AIM: Rewrite all the rows below as a two-column CSV with the header task,points. Give one line for each "Keypoint placement" sentence: put the sentence in the task field and every coordinate listed under it in the points field, wrap each field in double quotes, turn line breaks into spaces, and leave out the pictures.
========================
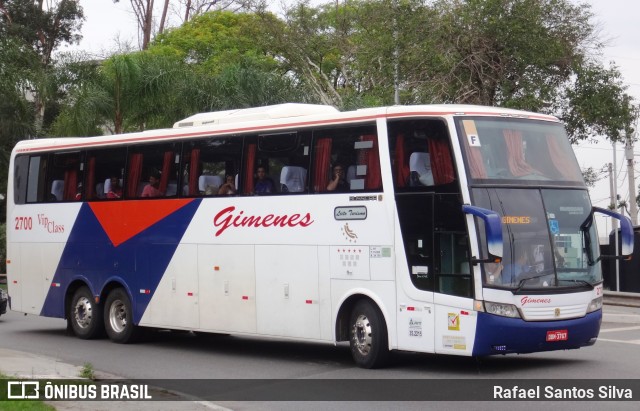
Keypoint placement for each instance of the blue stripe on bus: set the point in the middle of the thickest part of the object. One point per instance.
(501, 335)
(89, 255)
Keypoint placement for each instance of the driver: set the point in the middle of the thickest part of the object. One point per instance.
(513, 271)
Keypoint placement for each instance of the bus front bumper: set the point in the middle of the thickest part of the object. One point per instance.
(501, 335)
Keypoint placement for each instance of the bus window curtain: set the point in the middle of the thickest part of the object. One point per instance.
(373, 179)
(321, 164)
(518, 166)
(90, 189)
(564, 167)
(401, 167)
(194, 166)
(134, 175)
(441, 162)
(250, 168)
(166, 170)
(70, 185)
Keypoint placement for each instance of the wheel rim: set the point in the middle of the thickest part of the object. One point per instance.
(361, 334)
(83, 312)
(118, 316)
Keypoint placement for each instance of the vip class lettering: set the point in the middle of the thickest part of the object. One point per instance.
(50, 225)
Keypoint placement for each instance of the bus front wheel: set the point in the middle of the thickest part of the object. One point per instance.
(118, 318)
(368, 336)
(85, 317)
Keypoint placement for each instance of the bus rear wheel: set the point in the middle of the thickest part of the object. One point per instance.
(85, 317)
(118, 318)
(368, 340)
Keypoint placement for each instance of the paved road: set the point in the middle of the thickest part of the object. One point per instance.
(616, 355)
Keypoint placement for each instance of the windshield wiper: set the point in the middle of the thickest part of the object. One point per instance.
(583, 282)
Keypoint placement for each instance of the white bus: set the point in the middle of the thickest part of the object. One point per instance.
(446, 229)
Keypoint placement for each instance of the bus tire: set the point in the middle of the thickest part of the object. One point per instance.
(118, 318)
(85, 317)
(368, 336)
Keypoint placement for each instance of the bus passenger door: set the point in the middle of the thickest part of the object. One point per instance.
(455, 321)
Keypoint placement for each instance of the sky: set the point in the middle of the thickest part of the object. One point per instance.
(107, 23)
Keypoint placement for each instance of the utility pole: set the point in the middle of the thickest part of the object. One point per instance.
(614, 202)
(633, 206)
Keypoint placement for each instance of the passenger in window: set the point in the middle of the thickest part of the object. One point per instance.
(264, 185)
(229, 187)
(494, 273)
(151, 189)
(338, 182)
(115, 191)
(78, 196)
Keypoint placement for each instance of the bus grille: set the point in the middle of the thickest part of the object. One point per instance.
(551, 313)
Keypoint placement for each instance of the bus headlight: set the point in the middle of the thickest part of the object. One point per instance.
(595, 305)
(503, 310)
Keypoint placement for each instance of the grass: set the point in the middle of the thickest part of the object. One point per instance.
(15, 405)
(87, 372)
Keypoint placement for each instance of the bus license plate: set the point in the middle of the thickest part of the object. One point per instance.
(557, 335)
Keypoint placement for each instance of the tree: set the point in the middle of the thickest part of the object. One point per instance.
(43, 28)
(597, 104)
(127, 93)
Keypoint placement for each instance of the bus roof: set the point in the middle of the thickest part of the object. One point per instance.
(263, 119)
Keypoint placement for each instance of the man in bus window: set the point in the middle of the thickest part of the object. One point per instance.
(229, 187)
(513, 272)
(264, 185)
(338, 182)
(115, 191)
(151, 189)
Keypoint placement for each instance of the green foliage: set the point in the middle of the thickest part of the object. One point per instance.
(214, 40)
(87, 371)
(598, 104)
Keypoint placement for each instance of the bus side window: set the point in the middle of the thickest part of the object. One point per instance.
(65, 175)
(36, 186)
(20, 173)
(102, 165)
(285, 159)
(353, 151)
(205, 163)
(152, 165)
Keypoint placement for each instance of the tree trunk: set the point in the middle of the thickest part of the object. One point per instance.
(164, 16)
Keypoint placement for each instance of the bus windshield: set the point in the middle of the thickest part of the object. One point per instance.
(518, 151)
(550, 238)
========================
TASK ANSWER:
task,points
"Keypoint placement for each instance of the blue stripe on bus: set the point in the middle of the thickest part of the object. One point per instance.","(501, 335) (89, 255)"
"Keypoint placement for each instance of the driver: set the point in the middle of the thickest part of the object. One point per instance.","(513, 271)"
"Keypoint placement for each instance of the bus front bumper: set the point in the middle of the thickest part of the object. One point per instance.","(501, 335)"
"Keypoint placement for each instance of the bus window curtain: set the point in the middle of the thickest part of the object. One point per instance.","(373, 179) (321, 164) (518, 166) (90, 189) (564, 167) (401, 167) (194, 166) (134, 175) (441, 162) (250, 168) (166, 170) (70, 185)"
"Keypoint placement for each instance of the wheel rim: set the point in the middle of the thickest part of the object. One point per instance.","(361, 334) (83, 312) (118, 316)"
"Keypoint placement for each instance of the vip class lettering: set the point in the middle of the thickest part of the object. One point per instance.","(50, 225)"
"Keypoint placement for each instance of the bus front wheel: set the point in the middle of the thickest part of the object. One point per instance.","(118, 318) (368, 336) (85, 317)"
"Keypoint placement for each instance of the bus rear wheel: set the point in the middle of the thickest part of the object. One point per instance.","(85, 317) (118, 318) (368, 340)"
"Keypoint placement for each instance of the paved road: set the point in the middle of the thickest part of the object. One point per instance.","(616, 355)"
"Keypoint placement for each instance of the windshield wiper: set the point in the middle of the thickest part of the object. One point per instance.","(583, 282)"
"Keypoint placement for each instance of the white bus: set the point in the middle of the thickest part of the object. One point per instance.","(446, 229)"
"Keypoint placement for each instance of the bus tire: set the point in the middle of the thickest part of the object. One point per instance.","(118, 318) (85, 317) (368, 336)"
"Keypoint placement for each instance of the bus passenger door: set the point in the middle of the thickest part of the object. One point per instance.","(455, 321)"
"Keypoint placement for each instance of the sky: set the point in the middle of the thickest part of the object. One point per instance.","(107, 23)"
"Keypoint placement for each instance of the utility pole: set the point in the middle of the thickest part of the object. One point per instance.","(614, 202) (633, 206)"
"Keypoint placement for each instance of the passenger in window: set the point in the middle of the thickest part of the object. One point per instance.","(264, 185) (229, 187) (494, 273) (151, 189) (338, 182) (115, 191) (78, 196)"
"Keypoint placement for each instance of the bus grille: set the point in the middle of the thickest part of the object. One point per instance.","(551, 313)"
"Keypoint placement for each instance of the bus headlight: set the point in the middle of the thickest part of the object. One point per instance.","(595, 305) (503, 310)"
"Keypoint placement for each instance of the grass: set the point in the middle of the thickest part of the object. One point per instance.","(15, 405) (87, 372)"
"Keypoint placement for each instance of the bus license plate: set the point in the middle of the thickest part of the object. One point per instance.","(557, 335)"
"Keypoint placement for each instance of the tree: set the point in the middle of the thickest part of the object. One point per instance.","(43, 28) (597, 104) (127, 93)"
"Keypoint placement for each instance of the bus roof: set the point in the middle of the thickest part of the object. One point per instance.","(263, 119)"
"Keypoint placement for each instance of the man in bus window: set the point in the middle of the thickest part of the object. One point per instance.","(229, 187) (513, 272) (264, 185) (338, 182) (115, 191) (151, 189)"
"Keypoint placement for each instance of the green foliage: set the point in the middle of the thickest part of the object. One point per instance.","(214, 40) (87, 371) (598, 104)"
"Keypoint placement for each instance of the bus side window: set the point in the middle of the thickest part of the object. One point per instance.","(65, 175) (36, 186) (20, 173) (102, 165) (285, 159) (353, 151) (205, 163) (152, 165)"
"Keypoint placement for each instance of the tree trunk: set the point in the middle of the thickest part of the object. One point per instance.","(164, 16)"
"Keypoint placement for each instance of the bus windshield: set the point in the middle of the thickest part of the object. One point per instance.","(518, 151) (550, 238)"